**JOB**
Format each line of the data below as one string in a JSON list, omitting blank lines.
* Start *
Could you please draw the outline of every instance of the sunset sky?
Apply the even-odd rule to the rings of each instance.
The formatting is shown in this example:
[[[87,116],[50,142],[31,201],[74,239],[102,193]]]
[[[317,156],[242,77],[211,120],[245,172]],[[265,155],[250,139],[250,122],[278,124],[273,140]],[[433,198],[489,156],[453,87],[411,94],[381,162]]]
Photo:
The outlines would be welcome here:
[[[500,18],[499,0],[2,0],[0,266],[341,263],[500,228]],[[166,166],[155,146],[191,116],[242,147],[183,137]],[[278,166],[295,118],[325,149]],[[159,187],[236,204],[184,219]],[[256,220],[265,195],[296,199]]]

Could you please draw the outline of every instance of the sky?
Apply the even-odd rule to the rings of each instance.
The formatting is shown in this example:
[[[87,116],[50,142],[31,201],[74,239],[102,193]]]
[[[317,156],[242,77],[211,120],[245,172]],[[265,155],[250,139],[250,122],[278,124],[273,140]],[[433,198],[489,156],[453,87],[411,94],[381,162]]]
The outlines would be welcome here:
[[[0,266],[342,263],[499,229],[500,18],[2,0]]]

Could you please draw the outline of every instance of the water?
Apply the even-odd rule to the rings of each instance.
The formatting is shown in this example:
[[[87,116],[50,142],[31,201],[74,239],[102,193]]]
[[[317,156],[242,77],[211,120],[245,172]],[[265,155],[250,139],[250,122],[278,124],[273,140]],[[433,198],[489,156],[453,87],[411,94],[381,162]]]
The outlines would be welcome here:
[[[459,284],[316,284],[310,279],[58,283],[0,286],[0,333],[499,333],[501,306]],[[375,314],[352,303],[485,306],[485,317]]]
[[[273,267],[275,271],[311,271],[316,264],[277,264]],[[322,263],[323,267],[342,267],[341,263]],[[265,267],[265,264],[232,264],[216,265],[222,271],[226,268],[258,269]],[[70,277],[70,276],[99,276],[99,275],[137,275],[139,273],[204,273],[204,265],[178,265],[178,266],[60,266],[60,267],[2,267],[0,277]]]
* End *
**TASK RESULT**
[
  "Could you please draw the outline of every instance of the sunset sky?",
  "Apply the even-odd rule to the rings of each instance.",
  "The formatting is shown in this example:",
  "[[[87,116],[50,142],[31,201],[74,239],[102,193]]]",
  "[[[317,156],[242,77],[211,120],[245,172]],[[265,155],[250,139],[250,122],[278,124],[273,140]],[[433,198],[489,156],[453,87],[411,94],[381,162]]]",
  "Photo:",
  "The outlines would be welcome here:",
  "[[[500,18],[499,0],[2,0],[0,266],[341,263],[500,228]],[[166,166],[155,146],[191,116],[242,147],[183,137]],[[278,166],[295,118],[325,149]],[[159,187],[236,204],[184,219]],[[256,220],[265,195],[296,199]]]",
  "Could you please draw the outline of every instance of the sky?",
  "Apply the even-odd rule to the rings of each instance.",
  "The formatting is shown in this example:",
  "[[[87,116],[50,142],[31,201],[74,239],[102,193]]]",
  "[[[317,156],[242,77],[211,120],[245,172]],[[265,155],[250,139],[250,122],[278,124],[273,140]],[[433,198],[489,156],[453,87],[411,94],[381,162]]]",
  "The outlines would be welcome here:",
  "[[[0,266],[342,263],[499,229],[500,18],[2,0]]]",
  "Could you please draw the outline of every instance of the water?",
  "Apply the even-odd rule to the rings of each instance.",
  "The formatting is shown in this example:",
  "[[[87,116],[50,142],[31,201],[74,239],[102,193]]]",
  "[[[317,156],[242,77],[211,120],[245,172]],[[265,155],[250,139],[250,122],[278,124],[273,140]],[[433,198],[489,156],[453,87],[411,94],[381,162]]]",
  "The outlines would be welcome here:",
  "[[[459,284],[316,284],[310,279],[58,283],[0,286],[0,333],[499,333],[501,306]],[[375,314],[352,303],[485,306],[485,317]]]",
  "[[[273,267],[275,271],[311,271],[316,264],[277,264]],[[322,263],[323,267],[342,267],[341,263]],[[265,267],[265,264],[232,264],[216,265],[222,271],[226,268],[258,269]],[[70,277],[70,276],[99,276],[99,275],[137,275],[139,273],[204,273],[204,265],[178,265],[178,266],[60,266],[60,267],[2,267],[0,277]]]"
]